[Referring expression data]
|---|
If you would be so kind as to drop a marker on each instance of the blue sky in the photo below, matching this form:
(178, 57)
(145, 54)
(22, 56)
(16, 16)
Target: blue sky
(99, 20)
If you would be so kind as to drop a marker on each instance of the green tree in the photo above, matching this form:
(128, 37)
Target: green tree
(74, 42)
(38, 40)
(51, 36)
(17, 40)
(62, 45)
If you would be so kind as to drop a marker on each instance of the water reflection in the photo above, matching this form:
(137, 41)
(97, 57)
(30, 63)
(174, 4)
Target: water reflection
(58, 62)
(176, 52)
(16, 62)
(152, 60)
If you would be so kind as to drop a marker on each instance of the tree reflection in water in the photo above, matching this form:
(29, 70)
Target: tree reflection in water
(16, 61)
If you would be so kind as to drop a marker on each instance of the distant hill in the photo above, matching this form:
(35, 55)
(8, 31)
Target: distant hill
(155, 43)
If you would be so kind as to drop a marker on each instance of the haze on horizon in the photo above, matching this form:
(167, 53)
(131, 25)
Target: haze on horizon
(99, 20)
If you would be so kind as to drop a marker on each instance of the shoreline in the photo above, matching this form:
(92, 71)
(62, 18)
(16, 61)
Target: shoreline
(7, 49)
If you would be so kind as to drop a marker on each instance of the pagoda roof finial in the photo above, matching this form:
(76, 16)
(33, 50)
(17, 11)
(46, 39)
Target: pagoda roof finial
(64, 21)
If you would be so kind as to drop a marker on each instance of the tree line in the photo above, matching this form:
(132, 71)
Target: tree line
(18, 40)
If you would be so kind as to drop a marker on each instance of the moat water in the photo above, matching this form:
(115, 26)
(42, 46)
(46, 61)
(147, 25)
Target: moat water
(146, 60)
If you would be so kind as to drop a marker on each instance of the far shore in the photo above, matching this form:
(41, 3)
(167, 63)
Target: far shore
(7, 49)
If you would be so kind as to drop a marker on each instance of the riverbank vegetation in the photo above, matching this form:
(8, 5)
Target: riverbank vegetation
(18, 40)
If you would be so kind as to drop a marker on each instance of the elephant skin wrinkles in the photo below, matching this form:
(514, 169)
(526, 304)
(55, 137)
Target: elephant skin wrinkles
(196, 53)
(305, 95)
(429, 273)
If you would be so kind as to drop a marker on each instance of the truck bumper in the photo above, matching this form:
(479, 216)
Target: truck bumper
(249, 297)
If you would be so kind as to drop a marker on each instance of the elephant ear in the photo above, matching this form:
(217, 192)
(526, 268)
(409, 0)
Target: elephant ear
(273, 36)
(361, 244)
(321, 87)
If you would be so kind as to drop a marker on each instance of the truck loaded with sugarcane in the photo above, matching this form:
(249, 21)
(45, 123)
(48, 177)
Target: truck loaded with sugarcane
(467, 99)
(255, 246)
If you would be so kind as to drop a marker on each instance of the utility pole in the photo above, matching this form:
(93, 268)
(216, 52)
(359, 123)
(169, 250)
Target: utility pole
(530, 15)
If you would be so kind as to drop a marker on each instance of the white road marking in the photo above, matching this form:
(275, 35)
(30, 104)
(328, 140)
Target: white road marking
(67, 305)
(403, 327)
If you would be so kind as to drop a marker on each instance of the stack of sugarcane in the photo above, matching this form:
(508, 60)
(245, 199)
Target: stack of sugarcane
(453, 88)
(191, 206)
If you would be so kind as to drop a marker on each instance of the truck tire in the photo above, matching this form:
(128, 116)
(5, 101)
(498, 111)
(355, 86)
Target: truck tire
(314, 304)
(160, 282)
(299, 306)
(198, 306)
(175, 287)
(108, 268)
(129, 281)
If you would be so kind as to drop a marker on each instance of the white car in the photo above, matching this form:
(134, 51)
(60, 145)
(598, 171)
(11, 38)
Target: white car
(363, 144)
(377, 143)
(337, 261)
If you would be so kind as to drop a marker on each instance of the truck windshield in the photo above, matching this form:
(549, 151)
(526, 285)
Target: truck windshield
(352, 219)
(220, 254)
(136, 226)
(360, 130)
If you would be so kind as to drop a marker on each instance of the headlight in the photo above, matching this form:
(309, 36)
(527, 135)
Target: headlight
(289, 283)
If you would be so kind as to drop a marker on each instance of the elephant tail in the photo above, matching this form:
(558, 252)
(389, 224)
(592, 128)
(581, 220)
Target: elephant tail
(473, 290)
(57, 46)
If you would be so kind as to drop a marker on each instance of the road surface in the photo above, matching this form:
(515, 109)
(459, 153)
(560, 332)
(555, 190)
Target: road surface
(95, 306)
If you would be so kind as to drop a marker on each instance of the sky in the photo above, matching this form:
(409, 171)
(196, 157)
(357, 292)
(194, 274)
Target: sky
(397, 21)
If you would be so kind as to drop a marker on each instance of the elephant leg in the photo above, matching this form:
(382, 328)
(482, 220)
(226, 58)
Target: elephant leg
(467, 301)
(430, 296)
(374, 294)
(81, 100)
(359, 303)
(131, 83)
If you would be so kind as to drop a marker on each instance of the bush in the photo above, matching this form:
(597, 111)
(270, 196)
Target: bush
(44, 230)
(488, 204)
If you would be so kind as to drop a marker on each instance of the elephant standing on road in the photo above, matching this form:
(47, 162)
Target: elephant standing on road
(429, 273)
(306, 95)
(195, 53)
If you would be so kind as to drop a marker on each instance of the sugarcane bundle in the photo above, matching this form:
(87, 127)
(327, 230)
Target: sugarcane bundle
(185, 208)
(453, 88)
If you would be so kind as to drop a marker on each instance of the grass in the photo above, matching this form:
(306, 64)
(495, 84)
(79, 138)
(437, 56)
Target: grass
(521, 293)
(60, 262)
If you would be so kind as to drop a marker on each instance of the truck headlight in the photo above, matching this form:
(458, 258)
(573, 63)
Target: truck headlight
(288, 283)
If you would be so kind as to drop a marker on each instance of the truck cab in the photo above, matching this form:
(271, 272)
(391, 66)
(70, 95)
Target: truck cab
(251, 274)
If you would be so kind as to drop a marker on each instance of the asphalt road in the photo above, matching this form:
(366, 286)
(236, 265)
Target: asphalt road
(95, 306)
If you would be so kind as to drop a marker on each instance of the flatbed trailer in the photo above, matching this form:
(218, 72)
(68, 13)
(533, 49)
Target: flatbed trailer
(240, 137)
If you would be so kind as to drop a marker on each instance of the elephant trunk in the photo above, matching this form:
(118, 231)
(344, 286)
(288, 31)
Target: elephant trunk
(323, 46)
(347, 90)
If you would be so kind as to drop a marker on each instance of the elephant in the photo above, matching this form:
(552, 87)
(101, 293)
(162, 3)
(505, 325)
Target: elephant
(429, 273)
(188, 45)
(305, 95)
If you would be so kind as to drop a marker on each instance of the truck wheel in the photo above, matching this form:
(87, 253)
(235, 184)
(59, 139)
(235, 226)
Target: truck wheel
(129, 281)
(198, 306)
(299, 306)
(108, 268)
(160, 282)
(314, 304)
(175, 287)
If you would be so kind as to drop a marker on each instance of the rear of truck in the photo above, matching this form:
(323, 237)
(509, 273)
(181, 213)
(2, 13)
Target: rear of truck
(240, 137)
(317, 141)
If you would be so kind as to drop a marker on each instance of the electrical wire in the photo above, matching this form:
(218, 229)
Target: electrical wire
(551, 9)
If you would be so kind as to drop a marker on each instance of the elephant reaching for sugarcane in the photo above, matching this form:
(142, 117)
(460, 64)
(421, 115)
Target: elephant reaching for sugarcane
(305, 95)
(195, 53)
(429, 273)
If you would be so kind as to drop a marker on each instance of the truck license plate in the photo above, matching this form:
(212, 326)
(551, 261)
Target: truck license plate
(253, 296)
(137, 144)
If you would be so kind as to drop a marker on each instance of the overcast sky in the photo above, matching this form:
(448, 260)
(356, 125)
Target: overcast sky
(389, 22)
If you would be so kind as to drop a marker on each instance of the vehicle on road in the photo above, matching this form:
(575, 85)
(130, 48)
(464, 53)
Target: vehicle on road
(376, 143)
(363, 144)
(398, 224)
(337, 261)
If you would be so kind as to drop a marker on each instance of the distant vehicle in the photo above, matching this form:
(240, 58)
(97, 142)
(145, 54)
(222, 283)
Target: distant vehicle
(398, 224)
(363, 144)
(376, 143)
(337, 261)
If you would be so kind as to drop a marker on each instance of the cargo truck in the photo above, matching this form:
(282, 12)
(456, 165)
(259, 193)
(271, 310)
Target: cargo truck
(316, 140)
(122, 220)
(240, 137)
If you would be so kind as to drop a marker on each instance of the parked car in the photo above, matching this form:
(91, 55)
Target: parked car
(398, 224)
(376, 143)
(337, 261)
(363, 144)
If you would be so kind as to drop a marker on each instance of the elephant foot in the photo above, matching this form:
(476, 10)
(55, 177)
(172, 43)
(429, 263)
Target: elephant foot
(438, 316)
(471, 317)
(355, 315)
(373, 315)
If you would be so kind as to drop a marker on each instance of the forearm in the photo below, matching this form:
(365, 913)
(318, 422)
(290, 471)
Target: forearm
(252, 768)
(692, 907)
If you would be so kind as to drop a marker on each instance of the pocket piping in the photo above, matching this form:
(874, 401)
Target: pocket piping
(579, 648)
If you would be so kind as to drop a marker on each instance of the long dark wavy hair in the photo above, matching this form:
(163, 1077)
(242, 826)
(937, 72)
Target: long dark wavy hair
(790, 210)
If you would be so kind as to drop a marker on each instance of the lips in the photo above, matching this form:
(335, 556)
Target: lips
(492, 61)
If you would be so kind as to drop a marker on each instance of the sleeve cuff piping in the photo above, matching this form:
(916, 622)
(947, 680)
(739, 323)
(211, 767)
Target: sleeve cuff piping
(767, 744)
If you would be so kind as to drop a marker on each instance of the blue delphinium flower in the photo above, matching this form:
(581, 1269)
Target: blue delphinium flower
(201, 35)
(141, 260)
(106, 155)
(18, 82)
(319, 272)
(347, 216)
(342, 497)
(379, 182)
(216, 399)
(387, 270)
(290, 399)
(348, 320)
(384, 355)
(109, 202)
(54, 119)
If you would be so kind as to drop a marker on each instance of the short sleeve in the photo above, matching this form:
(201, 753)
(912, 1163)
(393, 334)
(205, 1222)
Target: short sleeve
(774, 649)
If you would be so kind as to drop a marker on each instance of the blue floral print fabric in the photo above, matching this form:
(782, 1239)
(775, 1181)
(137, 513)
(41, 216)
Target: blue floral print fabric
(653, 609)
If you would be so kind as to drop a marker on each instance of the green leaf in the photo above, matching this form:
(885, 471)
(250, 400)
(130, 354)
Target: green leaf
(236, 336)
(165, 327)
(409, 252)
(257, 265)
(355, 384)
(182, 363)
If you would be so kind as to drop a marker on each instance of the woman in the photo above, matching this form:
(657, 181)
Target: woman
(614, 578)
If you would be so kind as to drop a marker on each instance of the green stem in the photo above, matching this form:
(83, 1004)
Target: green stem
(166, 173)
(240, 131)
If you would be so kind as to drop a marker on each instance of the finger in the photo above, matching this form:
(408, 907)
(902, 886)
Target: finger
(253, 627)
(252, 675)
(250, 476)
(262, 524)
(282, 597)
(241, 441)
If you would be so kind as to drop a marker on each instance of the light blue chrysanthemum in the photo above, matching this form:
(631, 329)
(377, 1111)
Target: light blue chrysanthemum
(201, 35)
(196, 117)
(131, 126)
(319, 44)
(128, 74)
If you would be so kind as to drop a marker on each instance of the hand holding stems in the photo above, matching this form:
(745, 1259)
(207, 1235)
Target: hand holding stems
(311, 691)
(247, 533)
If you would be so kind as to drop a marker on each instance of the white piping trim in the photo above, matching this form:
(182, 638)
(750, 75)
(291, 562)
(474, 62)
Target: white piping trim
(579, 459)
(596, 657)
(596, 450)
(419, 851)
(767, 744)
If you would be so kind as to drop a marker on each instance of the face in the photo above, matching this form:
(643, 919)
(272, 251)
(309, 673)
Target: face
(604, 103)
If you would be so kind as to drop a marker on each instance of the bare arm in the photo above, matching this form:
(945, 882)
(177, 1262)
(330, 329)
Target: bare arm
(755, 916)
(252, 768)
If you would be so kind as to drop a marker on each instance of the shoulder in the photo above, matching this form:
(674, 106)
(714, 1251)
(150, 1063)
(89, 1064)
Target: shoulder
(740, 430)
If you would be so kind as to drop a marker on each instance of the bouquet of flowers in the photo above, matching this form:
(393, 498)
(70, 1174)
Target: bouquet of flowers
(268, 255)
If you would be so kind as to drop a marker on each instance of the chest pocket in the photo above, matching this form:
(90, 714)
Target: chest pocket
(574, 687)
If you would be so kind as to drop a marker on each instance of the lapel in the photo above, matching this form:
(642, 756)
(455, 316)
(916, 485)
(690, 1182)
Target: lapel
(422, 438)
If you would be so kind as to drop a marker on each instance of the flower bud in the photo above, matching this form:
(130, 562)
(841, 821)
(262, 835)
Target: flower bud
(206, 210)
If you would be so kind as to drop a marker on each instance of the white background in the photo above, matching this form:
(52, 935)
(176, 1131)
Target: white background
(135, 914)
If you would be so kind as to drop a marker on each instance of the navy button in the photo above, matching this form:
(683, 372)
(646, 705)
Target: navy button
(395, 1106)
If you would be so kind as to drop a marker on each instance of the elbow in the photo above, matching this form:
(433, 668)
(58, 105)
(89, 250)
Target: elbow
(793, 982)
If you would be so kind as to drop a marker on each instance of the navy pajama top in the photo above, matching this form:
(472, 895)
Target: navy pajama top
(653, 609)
|---|
To do >>
Return, in full, every line of these entries that holds "below".

Problem solution >>
If you would be so kind as to drop a marker on each instance of the blue sky in the photo below, matching this form:
If you would be so kind as to drop a marker on each instance of the elephant skin wrinkles in the photo below, matching this form:
If you would be so kind as to drop a marker on each instance of the forearm in the photo below, matching this form:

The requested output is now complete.